▸ **Stated goal**: Can you edit the records below so that "position given as" becomes "location given as" wherever it appears, with everything else left unchanged?

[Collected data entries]
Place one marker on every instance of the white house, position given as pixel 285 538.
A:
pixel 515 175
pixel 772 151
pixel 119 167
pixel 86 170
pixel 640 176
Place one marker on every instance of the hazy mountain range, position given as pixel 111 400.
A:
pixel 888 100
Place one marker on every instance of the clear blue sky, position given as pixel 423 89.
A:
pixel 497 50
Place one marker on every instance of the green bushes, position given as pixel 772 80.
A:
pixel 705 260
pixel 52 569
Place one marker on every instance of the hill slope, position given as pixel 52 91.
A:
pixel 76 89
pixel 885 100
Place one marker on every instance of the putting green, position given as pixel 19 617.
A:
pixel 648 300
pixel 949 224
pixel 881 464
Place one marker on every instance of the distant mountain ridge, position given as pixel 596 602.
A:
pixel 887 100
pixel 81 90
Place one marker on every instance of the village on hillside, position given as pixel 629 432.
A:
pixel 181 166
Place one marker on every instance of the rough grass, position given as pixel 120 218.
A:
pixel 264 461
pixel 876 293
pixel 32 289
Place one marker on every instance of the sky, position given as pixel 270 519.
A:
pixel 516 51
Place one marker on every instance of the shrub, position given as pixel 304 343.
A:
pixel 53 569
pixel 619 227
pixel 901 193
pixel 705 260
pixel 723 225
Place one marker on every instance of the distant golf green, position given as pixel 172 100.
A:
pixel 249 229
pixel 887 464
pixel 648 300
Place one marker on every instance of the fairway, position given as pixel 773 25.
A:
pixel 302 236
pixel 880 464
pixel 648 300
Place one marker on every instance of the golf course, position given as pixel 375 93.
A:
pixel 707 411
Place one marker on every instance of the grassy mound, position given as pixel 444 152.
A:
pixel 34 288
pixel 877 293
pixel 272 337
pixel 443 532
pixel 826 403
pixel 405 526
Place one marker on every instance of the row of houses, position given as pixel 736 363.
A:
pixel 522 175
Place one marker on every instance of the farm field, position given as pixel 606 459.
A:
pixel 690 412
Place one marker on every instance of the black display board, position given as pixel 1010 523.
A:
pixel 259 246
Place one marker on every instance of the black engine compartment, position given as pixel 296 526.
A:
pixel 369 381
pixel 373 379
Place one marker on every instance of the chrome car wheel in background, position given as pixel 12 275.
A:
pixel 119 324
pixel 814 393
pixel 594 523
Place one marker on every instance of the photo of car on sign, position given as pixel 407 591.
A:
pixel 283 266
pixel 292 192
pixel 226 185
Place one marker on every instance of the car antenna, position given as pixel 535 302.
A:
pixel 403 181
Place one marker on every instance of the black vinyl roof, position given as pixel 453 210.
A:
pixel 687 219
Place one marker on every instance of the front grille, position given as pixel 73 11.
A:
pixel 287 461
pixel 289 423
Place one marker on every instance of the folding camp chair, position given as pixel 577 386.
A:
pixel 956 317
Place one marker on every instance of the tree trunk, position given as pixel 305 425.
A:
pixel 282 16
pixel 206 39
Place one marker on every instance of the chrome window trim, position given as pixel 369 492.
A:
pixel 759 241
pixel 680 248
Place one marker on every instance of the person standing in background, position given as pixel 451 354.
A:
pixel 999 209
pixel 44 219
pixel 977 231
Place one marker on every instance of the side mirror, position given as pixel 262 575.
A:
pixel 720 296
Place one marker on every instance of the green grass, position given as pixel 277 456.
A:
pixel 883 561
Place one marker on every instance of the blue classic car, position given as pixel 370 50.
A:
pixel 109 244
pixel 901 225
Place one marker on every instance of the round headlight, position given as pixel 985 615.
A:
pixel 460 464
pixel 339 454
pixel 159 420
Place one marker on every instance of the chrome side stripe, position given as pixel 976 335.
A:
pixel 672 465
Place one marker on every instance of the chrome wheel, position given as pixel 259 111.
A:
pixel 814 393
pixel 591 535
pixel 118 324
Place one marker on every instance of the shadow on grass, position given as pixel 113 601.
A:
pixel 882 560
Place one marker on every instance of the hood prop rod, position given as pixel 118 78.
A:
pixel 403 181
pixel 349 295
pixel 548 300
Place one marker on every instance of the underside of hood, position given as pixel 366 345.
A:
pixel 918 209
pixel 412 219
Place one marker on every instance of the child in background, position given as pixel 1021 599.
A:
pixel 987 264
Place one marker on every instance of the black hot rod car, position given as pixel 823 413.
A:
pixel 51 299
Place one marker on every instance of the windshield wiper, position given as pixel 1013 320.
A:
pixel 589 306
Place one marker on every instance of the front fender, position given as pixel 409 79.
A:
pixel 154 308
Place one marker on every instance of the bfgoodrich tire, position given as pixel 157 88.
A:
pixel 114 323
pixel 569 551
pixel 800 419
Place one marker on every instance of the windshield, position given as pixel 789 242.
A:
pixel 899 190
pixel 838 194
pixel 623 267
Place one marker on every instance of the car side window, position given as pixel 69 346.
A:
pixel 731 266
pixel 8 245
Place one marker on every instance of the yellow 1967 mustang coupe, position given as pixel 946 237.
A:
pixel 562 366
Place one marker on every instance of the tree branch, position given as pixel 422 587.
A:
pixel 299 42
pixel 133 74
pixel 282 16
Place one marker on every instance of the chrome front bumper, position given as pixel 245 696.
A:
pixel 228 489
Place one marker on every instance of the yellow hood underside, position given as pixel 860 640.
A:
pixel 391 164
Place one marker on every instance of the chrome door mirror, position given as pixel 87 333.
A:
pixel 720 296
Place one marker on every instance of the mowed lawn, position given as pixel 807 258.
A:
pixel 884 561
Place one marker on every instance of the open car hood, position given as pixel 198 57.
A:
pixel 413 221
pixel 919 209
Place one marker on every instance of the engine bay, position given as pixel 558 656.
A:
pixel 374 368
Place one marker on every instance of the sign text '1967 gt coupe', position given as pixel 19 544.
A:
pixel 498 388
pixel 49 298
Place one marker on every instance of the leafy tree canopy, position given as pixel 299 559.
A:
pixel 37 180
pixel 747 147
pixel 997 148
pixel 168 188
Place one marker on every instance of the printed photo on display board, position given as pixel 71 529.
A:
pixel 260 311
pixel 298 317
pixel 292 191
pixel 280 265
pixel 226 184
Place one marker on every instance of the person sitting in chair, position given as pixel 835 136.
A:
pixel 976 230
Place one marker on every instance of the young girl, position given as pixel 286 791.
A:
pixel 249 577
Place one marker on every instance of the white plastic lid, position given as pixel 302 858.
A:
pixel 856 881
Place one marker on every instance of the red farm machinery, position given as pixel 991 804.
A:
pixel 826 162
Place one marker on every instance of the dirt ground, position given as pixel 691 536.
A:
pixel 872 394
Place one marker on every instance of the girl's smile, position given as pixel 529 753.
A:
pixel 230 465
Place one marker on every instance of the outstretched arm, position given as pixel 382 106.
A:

▸ **Correct result**:
Place one marker on every instance of the white house, location given as pixel 285 538.
A:
pixel 515 175
pixel 772 151
pixel 119 167
pixel 86 170
pixel 640 176
Place one marker on every instance of the hazy mountain range, location given as pixel 111 400.
A:
pixel 888 100
Place one marker on every instance of the clear blue sky, location given as pixel 423 89.
A:
pixel 497 50
Place one marker on every instance of the green bushes, location given as pixel 772 80.
A:
pixel 705 260
pixel 52 569
Place one marker on every instance of the hill slope, location given as pixel 52 91.
A:
pixel 76 89
pixel 885 100
Place one marker on every instance of the putting green, location given as pixel 19 617.
A:
pixel 648 300
pixel 949 224
pixel 881 464
Place one marker on every instance of the distant mountain ridge, location given as pixel 596 602.
A:
pixel 887 100
pixel 81 90
Place one marker on every instance of the village on hillside, location given as pixel 629 432.
A:
pixel 181 166
Place one marker on every instance of the rough grass, location given as pixel 120 218.
A:
pixel 264 461
pixel 876 293
pixel 32 289
Place one marker on every instance of the sky, location given as pixel 270 519.
A:
pixel 516 51
Place one marker on every instance of the shrub, location given as pixel 304 343.
A:
pixel 53 569
pixel 619 227
pixel 901 193
pixel 705 260
pixel 723 225
Place one marker on every instance of the distant golf green, location given as pixel 172 100.
A:
pixel 249 229
pixel 887 464
pixel 648 300
Place one marker on every instance of the fairway, location given as pixel 773 25.
A:
pixel 302 236
pixel 880 464
pixel 648 300
Place one marker on every instance of the golf course, location given as pixel 375 93.
A:
pixel 707 411
Place one marker on every instance of the grassy mound, location given as pixel 444 152.
A:
pixel 34 288
pixel 877 293
pixel 272 337
pixel 443 532
pixel 826 403
pixel 405 526
Place one marker on every instance of the row of houses, location given as pixel 736 363.
A:
pixel 522 175
Place one marker on every instance of the farm field, location given as pixel 606 459.
A:
pixel 690 412
Place one marker on every instance of the black display board, location given as pixel 1010 523.
A:
pixel 259 246
Place one marker on every instance of the black engine compartment, location given as pixel 296 526.
A:
pixel 369 381
pixel 373 379
Place one marker on every instance of the chrome car wheel in background, location given as pixel 12 275.
A:
pixel 119 324
pixel 814 393
pixel 594 523
Place one marker on every instance of the photo of car on sign, location given as pixel 407 591.
A:
pixel 283 266
pixel 292 192
pixel 226 185
Place one marker on every instance of the car antenna, location given as pixel 535 302.
A:
pixel 403 181
Place one marker on every instance of the black vinyl roof, location given as pixel 453 210.
A:
pixel 687 219
Place one marker on every instance of the front grille, location given as pixel 73 11.
A:
pixel 287 461
pixel 289 423
Place one marker on every instance of the folding camp chair, location given as pixel 577 386.
A:
pixel 956 317
Place one marker on every instance of the tree trunk, location given as pixel 305 425.
A:
pixel 282 16
pixel 206 39
Place one marker on every instance of the chrome window trim, location given as pixel 369 492.
A:
pixel 759 241
pixel 680 248
Place one marker on every instance of the person standing in background, location given as pixel 451 354.
A:
pixel 999 209
pixel 44 219
pixel 977 231
Place one marker on every instance of the side mirror, location given as pixel 262 575.
A:
pixel 720 296
Place one marker on every instance of the green grass, location given as pixel 277 456.
A:
pixel 883 561
Place one marker on every instance of the blue classic car, location given as pixel 370 50.
A:
pixel 109 244
pixel 901 225
Place one marker on every instance of the round headlight, location given as pixel 985 615.
A:
pixel 460 464
pixel 339 454
pixel 159 420
Place one marker on every instance of the chrome side stripe, location given as pixel 976 335.
A:
pixel 672 465
Place one marker on every instance of the chrome wheel, location given as pixel 259 111.
A:
pixel 814 393
pixel 591 535
pixel 118 324
Place one marker on every instance of the shadow on grass, location given as pixel 113 601.
A:
pixel 882 560
Place one marker on every instance of the hood prop rod, location given as pixel 118 78.
A:
pixel 403 181
pixel 349 295
pixel 548 300
Place one marker on every instance of the underside of hood, location given as pixel 366 345.
A:
pixel 918 209
pixel 412 219
Place one marker on every instance of the child in background, location given as pixel 1021 599.
A:
pixel 987 264
Place one marker on every instance of the black hot rod car, location given as pixel 823 413.
A:
pixel 51 299
Place one marker on every instance of the windshield wiper, location given as pixel 1013 320.
A:
pixel 589 306
Place one marker on every instance of the front fender, location given as pixel 409 79.
A:
pixel 154 308
Place one marker on every instance of the bfgoodrich tire, location given as pixel 157 88.
A:
pixel 114 323
pixel 569 551
pixel 800 419
Place one marker on every instance of the windshield, location given as pixel 789 242.
A:
pixel 899 190
pixel 838 194
pixel 623 267
Place one marker on every instance of the car side window, location given as pixel 69 346.
A:
pixel 731 266
pixel 8 245
Place one marker on every instance of the yellow 1967 mustang coupe, location given as pixel 946 237.
A:
pixel 562 366
Place one marker on every instance of the tree branch, location given as pixel 422 587.
A:
pixel 299 42
pixel 133 74
pixel 282 16
Place one marker on every instance of the chrome front bumper, location given as pixel 245 696.
A:
pixel 228 489
Place one marker on every instance of the yellow hood underside, location given as pixel 860 640.
A:
pixel 391 164
Place one marker on every instance of the chrome door mirror, location given as pixel 87 333.
A:
pixel 720 296
Place one marker on every instance of the mowed lawn, location given as pixel 807 258.
A:
pixel 884 561
Place one marker on every instance of the open car hood, location given as pixel 198 57.
A:
pixel 413 221
pixel 919 209
Place one marker on every instance of the engine bay, location given as pixel 558 656.
A:
pixel 374 368
Place one marker on every instance of the sign text '1967 gt coupe', location given as pixel 19 544.
A:
pixel 498 388
pixel 49 298
Place one marker on every instance of the leafy tree canopy, location given as pixel 299 559.
A:
pixel 37 180
pixel 747 147
pixel 997 148
pixel 168 188
Place one marker on every instance of the printed photo on display board, location given as pixel 71 529.
A:
pixel 260 311
pixel 298 317
pixel 292 191
pixel 280 265
pixel 226 184
Place one marker on every instance of the person sitting in chair, location given as pixel 835 136.
A:
pixel 976 230
Place one marker on every instance of the young girl, location given as pixel 286 791.
A:
pixel 249 577
Place one marker on every instance of the white plastic lid, location given as pixel 302 858.
A:
pixel 856 881
Place one marker on every instance of the red farm machinery, location given as pixel 991 804.
A:
pixel 826 162
Place one marker on every instance of the dirt ground, location given as pixel 691 536.
A:
pixel 872 394
Place one marker on every instance of the girl's smile, location given as pixel 529 753.
A:
pixel 230 465
Place one marker on every instance of the outstretched arm, location given as pixel 382 106.
A:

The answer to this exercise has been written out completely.